#### EXTRAIT DU DOCUMENT
* * * *

En Iran, des pressions considérables sont exercées pour modifier les notions traditionnelles du pouvoir légitime depuis le début de l'ère moderne. Lorsque la première constitution iranienne (lois fondamentales) a été promulguée en 1906-1907, elle faisait mention des droits de la nation perse et laissait entendre que le peuple d'Iran avait certains droits devant la loi, ainsi qu'un rôle à jouer dans l'élaboration des nouvelles lois. En vertu d'une division tripartite des pouvoirs, il était reconnu en droit, pour la première fois, que le peuple iranien avait son mot à dire dans les affaires du gouvernement et la détermination des politiques sociales et des sanctions. L'idée que le peuple était la source de la légitimité a continué de croître en Iran, même si elle a été en général ignorée par les élites indélogeables, tant spirituelles que temporelles.

Après quinze ans d'exil, lorsque l'ayatollah Khomeini est rentré en Iran le1er février 1979, il a été accueilli par quelques-unes des foules les plus considérables jamais rassemblées dans l'histoire de ce pays. Bien des gens qui se trouvaient dans ces foules avaient également participé aux manifestations tenues contre le régime du chah d'Iran plusieurs mois auparavant. Lorsque l'ayatollah a publié un décret autorisant le premier ministre qui venait d'être nommé à la tête du gouvernement provisoire, Mehdi Bazargan, à donner suite à un programme dont l'objet était d'établir une nouvelle constitution et un nouveau cadre pour un gouvernement élu, l'autorité de l'approbation populaire qu'il avait reçue et son autorité spirituelle ont été invoquées pour donner plus de poids encore à la légitimation des mesures prescrites.

En février 1979, très peu d'Iraniens savaient ce qu'était une république islamique, quelle forme elle aurait et comment elle fonctionnerait. Ils ont néanmoins été exhortés à participer à un référendum, les 29 et 30 mars 1979, afin de déterminer s'ils approuvaient le remplacement de la monarchie par le nouveau système de gouvernement. La question suivante leur a été posée: «L'Iran devrait-il être une république islamique?» et, d'après les dossiers officiels, 98,2 pour 100 des 20 251 000 d'électeurs y ont répondu par l'affirmative. Comme le taux de participation électorale a été de 89 pour 100, le résultat du vote indiquait une nette approbation. Ainsi, dans la mesure où elles étaient comprises, la révolution et l'idée que se faisait l'ayatollah d'une république islamique ont été approuvées et légitimés.

* * * *

Répondez à ces questions sur l'extrait consacré à l'Iran :
1. En quelles années la première constitution iranienne a-t-elle été promulguée ?
2. Combien d'années d'exil l'ayatollah Khomeini avait-il passées avant son retour en Iran ?
3. Quel a été le taux de participation électorale au référendum de mars 1979 ?
Ce matériel n'a aucun rapport avec l'extrait.

* * * *

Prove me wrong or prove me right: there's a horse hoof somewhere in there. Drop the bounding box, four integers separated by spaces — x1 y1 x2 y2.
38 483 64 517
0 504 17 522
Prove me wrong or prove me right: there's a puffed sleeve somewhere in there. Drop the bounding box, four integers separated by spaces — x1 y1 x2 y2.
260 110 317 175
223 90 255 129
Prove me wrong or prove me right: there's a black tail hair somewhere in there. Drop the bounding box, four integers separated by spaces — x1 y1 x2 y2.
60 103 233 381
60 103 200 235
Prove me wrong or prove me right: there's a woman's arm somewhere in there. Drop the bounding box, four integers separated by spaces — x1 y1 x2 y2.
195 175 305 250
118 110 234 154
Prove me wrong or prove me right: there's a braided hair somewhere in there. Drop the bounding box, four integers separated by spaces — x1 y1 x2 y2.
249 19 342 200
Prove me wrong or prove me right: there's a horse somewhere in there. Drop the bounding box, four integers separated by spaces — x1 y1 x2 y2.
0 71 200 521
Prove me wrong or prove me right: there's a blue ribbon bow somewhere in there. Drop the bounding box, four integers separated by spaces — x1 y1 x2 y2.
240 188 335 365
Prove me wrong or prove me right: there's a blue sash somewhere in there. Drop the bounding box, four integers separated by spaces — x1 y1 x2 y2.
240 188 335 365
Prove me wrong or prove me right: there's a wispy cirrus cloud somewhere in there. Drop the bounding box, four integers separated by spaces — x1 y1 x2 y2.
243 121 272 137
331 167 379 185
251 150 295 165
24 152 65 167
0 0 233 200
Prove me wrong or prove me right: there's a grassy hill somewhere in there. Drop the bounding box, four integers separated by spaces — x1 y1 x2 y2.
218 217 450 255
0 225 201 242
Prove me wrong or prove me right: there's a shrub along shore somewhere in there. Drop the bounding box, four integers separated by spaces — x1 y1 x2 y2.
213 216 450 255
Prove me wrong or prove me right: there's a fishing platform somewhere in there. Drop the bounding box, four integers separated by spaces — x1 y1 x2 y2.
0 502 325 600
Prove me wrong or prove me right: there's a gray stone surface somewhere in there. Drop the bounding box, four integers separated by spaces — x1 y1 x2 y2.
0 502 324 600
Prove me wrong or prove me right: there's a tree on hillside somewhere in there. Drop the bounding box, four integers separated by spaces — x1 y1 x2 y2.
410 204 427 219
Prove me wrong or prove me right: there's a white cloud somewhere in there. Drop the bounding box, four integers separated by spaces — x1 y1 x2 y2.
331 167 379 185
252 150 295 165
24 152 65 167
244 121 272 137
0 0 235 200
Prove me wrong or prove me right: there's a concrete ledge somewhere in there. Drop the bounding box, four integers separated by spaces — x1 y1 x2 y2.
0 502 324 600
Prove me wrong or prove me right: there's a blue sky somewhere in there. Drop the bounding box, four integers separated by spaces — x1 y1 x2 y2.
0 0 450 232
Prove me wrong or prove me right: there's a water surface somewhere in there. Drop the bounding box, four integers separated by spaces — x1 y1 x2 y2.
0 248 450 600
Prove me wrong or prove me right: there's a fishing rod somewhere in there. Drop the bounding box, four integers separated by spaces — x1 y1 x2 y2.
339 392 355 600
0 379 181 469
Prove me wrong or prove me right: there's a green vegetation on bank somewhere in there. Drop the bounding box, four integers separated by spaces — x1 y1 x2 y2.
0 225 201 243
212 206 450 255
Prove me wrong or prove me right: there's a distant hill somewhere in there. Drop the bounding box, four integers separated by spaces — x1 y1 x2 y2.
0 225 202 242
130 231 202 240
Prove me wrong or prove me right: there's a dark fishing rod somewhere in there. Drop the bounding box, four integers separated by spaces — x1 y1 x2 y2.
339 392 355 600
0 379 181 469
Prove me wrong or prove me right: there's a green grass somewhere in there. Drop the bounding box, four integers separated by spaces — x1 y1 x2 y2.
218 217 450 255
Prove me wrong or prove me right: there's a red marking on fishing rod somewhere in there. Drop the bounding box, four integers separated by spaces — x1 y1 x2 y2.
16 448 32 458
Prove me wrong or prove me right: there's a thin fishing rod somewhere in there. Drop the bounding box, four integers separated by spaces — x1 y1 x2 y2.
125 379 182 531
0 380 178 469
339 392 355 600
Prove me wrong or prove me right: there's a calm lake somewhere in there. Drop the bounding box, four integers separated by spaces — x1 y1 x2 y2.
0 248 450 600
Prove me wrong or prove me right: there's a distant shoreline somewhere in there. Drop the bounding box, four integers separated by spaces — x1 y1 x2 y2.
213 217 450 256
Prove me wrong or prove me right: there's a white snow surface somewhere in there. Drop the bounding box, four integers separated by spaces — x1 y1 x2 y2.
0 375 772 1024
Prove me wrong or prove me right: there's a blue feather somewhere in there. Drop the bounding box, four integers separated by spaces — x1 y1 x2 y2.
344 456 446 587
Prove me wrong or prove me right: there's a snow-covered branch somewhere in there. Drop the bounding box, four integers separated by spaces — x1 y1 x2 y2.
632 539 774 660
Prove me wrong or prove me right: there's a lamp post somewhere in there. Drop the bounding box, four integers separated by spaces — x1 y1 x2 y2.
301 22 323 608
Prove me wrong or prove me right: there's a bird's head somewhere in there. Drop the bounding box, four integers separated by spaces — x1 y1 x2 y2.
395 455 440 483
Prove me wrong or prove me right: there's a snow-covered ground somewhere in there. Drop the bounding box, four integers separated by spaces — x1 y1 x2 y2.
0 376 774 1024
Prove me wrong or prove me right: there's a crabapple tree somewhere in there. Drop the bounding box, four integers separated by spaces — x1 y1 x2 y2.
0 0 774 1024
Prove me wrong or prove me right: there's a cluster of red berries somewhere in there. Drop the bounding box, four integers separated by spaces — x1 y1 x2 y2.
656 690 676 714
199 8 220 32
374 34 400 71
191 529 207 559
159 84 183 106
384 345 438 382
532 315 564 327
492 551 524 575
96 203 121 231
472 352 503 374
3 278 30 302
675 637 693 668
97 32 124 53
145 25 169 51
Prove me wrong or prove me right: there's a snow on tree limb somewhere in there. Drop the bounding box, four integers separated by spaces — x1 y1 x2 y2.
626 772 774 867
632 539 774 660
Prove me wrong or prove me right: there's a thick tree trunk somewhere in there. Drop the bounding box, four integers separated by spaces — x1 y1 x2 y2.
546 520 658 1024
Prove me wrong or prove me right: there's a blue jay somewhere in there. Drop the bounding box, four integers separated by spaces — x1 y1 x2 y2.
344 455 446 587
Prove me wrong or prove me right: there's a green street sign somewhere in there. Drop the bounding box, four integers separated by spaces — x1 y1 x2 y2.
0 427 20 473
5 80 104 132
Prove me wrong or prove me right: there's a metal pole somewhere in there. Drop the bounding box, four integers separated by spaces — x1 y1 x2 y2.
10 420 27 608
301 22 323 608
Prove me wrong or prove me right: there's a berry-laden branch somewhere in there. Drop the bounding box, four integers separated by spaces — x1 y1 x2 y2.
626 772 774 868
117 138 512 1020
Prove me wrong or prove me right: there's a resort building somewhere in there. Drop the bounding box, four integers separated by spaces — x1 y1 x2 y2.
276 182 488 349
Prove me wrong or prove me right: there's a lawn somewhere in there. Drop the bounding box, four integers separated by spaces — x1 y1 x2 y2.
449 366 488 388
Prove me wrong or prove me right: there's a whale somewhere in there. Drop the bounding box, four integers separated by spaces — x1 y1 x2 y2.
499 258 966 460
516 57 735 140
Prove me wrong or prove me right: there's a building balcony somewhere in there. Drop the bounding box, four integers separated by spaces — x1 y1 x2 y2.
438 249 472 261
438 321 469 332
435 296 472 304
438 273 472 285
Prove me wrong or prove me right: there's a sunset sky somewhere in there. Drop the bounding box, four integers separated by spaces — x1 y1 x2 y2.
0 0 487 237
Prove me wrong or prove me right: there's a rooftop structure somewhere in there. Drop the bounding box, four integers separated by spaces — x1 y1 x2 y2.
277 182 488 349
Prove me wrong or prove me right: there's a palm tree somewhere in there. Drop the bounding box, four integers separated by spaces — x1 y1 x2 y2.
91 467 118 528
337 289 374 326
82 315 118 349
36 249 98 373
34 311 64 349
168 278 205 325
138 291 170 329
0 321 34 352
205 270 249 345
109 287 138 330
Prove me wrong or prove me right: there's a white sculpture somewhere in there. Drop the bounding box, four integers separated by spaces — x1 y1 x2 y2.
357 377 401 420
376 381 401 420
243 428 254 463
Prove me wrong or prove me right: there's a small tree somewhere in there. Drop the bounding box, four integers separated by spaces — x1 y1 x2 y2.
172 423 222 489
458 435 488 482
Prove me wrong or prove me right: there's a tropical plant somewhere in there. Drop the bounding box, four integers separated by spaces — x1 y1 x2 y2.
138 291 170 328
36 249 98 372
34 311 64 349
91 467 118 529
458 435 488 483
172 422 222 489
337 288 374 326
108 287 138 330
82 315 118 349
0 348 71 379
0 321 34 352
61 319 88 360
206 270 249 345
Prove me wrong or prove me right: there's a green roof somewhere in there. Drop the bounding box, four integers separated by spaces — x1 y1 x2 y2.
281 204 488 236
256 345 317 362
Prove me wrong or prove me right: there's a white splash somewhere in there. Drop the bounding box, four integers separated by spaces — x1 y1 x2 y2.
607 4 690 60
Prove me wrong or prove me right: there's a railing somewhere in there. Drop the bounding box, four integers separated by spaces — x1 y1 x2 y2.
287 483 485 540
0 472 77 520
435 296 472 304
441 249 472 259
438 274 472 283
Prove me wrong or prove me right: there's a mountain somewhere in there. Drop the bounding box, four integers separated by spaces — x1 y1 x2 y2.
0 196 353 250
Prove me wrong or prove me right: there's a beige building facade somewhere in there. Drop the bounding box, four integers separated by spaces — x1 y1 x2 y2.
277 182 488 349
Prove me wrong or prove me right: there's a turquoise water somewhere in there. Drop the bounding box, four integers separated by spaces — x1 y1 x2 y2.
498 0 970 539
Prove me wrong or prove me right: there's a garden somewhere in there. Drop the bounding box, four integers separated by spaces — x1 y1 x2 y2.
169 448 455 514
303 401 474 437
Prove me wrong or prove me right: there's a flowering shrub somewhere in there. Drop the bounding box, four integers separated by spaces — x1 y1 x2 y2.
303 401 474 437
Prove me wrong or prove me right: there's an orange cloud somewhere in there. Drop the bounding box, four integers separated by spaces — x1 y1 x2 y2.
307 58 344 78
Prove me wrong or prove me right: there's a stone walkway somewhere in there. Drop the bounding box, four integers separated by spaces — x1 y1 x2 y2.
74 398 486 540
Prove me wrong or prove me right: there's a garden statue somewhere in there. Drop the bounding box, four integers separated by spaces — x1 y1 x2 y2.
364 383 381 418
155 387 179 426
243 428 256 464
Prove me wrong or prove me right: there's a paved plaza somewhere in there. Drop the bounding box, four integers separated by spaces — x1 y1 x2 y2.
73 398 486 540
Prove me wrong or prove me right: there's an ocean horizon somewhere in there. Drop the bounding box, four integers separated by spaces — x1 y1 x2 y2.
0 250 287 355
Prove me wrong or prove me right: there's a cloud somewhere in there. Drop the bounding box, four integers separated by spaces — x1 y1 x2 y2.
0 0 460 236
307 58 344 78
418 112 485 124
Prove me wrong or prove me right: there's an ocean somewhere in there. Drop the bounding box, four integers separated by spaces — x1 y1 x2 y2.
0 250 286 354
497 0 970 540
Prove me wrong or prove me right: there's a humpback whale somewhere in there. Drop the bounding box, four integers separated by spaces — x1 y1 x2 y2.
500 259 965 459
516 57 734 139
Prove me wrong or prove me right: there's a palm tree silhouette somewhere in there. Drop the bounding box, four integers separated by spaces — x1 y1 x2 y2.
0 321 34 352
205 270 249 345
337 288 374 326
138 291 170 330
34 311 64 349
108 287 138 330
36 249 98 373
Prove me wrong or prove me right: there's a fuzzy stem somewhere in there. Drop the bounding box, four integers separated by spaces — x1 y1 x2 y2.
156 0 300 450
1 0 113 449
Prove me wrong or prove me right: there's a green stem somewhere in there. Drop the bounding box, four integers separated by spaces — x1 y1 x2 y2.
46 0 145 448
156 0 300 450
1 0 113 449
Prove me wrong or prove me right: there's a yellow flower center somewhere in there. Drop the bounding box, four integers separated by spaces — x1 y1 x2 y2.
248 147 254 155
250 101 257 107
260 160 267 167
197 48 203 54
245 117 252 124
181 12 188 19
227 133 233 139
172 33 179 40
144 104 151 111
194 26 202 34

* * * *

#### CORRIGÉ
1. En 1906-1907.
2. Quinze ans.
3. 89 pour 100.